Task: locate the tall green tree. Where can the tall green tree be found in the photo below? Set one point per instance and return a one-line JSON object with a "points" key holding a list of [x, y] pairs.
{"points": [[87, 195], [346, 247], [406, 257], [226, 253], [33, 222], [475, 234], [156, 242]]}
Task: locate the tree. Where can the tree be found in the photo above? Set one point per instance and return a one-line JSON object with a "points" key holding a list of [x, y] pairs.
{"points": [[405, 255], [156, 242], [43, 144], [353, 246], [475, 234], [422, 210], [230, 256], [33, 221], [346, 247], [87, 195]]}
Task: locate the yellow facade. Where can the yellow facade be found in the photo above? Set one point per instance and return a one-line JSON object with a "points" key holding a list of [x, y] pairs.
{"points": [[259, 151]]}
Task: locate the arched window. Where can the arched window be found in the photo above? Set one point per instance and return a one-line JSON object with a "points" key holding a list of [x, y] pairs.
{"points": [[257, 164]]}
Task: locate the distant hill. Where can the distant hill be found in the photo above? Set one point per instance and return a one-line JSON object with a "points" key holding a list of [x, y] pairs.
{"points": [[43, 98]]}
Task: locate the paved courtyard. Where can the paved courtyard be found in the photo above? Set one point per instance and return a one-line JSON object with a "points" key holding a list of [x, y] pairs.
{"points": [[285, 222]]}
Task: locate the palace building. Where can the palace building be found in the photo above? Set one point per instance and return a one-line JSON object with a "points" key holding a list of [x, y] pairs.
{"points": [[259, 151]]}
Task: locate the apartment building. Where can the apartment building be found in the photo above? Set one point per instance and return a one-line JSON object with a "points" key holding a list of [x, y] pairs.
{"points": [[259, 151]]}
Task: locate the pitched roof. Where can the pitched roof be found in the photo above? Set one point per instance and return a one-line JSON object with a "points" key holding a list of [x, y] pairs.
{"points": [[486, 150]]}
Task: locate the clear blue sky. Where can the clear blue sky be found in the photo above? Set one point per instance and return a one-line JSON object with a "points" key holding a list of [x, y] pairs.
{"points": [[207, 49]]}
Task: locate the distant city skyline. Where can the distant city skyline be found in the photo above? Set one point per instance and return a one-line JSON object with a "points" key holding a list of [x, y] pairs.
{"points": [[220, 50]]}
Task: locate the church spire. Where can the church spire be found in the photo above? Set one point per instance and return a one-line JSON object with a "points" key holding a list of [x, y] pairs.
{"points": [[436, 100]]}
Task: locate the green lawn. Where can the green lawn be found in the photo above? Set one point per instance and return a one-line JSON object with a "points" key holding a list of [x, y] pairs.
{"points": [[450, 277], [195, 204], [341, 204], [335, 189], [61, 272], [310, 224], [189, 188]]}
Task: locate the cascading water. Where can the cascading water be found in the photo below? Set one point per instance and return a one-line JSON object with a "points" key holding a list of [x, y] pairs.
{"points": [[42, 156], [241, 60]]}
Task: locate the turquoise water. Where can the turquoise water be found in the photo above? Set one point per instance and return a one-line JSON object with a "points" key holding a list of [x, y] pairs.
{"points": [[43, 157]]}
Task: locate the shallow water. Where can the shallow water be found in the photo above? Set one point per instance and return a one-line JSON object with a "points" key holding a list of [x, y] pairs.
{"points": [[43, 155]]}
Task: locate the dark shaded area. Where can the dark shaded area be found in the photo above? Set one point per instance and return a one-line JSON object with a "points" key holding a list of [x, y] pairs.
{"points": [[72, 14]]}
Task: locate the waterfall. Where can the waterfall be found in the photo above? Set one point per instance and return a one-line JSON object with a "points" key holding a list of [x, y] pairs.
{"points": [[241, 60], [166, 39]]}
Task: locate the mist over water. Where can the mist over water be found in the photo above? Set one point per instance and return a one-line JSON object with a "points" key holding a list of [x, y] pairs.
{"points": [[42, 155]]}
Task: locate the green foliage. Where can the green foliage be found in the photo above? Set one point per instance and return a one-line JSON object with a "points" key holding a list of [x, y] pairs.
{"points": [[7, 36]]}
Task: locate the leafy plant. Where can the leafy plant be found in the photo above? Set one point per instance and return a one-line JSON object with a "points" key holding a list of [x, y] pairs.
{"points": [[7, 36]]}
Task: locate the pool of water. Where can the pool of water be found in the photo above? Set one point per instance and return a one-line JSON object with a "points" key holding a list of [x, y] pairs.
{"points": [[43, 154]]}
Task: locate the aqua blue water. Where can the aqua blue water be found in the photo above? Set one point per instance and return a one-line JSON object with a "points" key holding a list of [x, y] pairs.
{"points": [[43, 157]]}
== == ==
*Given task:*
Restate the listing in full, word for word.

*Response below:*
Task: locate the tall green tree. Where can the tall green tree be found in the photo below? Set one point per instance and return a one-line JSON object with a "points" key holding a list of [x, y] pairs.
{"points": [[87, 195], [346, 247], [406, 257], [226, 253], [33, 222], [475, 234], [156, 242]]}
Task: locate the tree. Where can the tree be found in the photo above? Set one point per instance and return a one-line JSON object with a "points" key holding a list of [x, y] pairs.
{"points": [[405, 255], [156, 242], [43, 144], [353, 246], [475, 234], [422, 210], [230, 256], [33, 221], [346, 247], [87, 195]]}
Task: locate the yellow facade. Where can the yellow facade be found in the photo above? Set one point per instance and return a one-line JSON object with a "points" key holding a list of [x, y] pairs.
{"points": [[259, 151]]}
Task: locate the arched window. Where can the arched window be found in the photo above? Set one point per instance and return a one-line JSON object with a "points" key holding a list of [x, y] pairs.
{"points": [[257, 164]]}
Task: locate the distant hill. Where can the distant hill be found in the photo above? Set one point per instance and return a one-line JSON object with a "points" key holding a list of [x, y] pairs.
{"points": [[43, 98]]}
Task: locate the paved courtyard. Where can the paved courtyard be found in the photo above? Set one point per instance and return a one-line JSON object with a "points" key holding a list of [x, y] pairs.
{"points": [[285, 222]]}
Task: locate the palace building. Where can the palace building be found in the photo above? Set one point per instance and return a one-line JSON object with a "points" key holding a list of [x, y] pairs.
{"points": [[259, 151]]}
Task: locate the apartment building. Where can the apartment building be found in the photo above? Set one point per instance and return a one-line JSON object with a "points" key holding a list of [x, y] pairs.
{"points": [[259, 151]]}
Task: locate the pitched roof. Where can the pitched roof be found in the photo above? Set one point per instance and return a one-line JSON object with a "points" key holding a list of [x, y] pairs.
{"points": [[486, 150]]}
Task: locate the clear blue sky. Where can the clear blue sky be found in the photo above? Set one point per instance and return a one-line JSON object with a "points" key holding a list of [x, y] pairs.
{"points": [[207, 49]]}
Task: locate the distant city skyline. Where can the distant city skyline be found in the photo above? Set one point per instance and return a one-line JSON object with a "points" key holding a list of [x, y] pairs.
{"points": [[220, 50]]}
Task: locate the church spire. Where can the church spire be found in the photo above? Set one point per instance and return a one-line JSON object with a "points" key holding a list of [x, y] pairs.
{"points": [[436, 100]]}
Task: locate the green lawn. Where can the green lawn be found in the photo above? Set one point per instance and return a one-line JSON object with a "points" key holding a list of [x, y] pairs.
{"points": [[450, 277], [195, 204], [341, 204], [335, 189], [61, 272], [310, 224], [189, 188]]}
Task: locate the cascading water. Where can the cascading water be found in the photo below? Set one point per instance and return a one-line JSON object with a "points" key holding a list of [x, y] pairs.
{"points": [[42, 156], [241, 60]]}
Task: locate the turquoise water. Where can the turquoise water be found in the photo above? Set one point per instance and return a one-line JSON object with a "points" key holding a list of [x, y] pairs.
{"points": [[43, 157]]}
Task: locate the shallow water. Where can the shallow water be found in the photo above? Set one point per instance and return a one-line JSON object with a "points" key holding a list of [x, y] pairs.
{"points": [[43, 155]]}
Task: locate the dark shaded area. Where can the dark shaded area be found in the photo above? Set one point per instance and return a one-line JSON object with a "points" key holding a list of [x, y] pairs.
{"points": [[72, 14]]}
Task: locate the waterfall. Where can the waterfall be found in the photo above? Set one point per instance and return a one-line JSON object with a "points" key holding a list of [x, y] pairs.
{"points": [[241, 60], [166, 39]]}
Task: locate the mist over water. Where can the mist over water be found in the photo above? Set one point per instance and return a one-line JSON object with a "points" key holding a list of [x, y] pairs.
{"points": [[42, 155]]}
Task: locate the green foliage. Where can the green foliage be found in the photo above? Set one point per instance and return a one-line JSON object with a "points" key holding a list of [x, y] pairs.
{"points": [[7, 36]]}
Task: locate the leafy plant. Where can the leafy plant be found in the photo above? Set one point per instance and return a one-line JSON object with a "points" key holding a list of [x, y] pairs.
{"points": [[7, 36]]}
Task: locate the pool of water. Where can the pool of water be found in the photo above? Set one point per instance and return a one-line JSON object with a "points" key holding a list of [x, y] pairs.
{"points": [[43, 154]]}
Task: locate the aqua blue water. Where can the aqua blue water be found in the photo above? Set one point per instance and return a one-line JSON object with a "points" key holding a list of [x, y] pairs.
{"points": [[43, 157]]}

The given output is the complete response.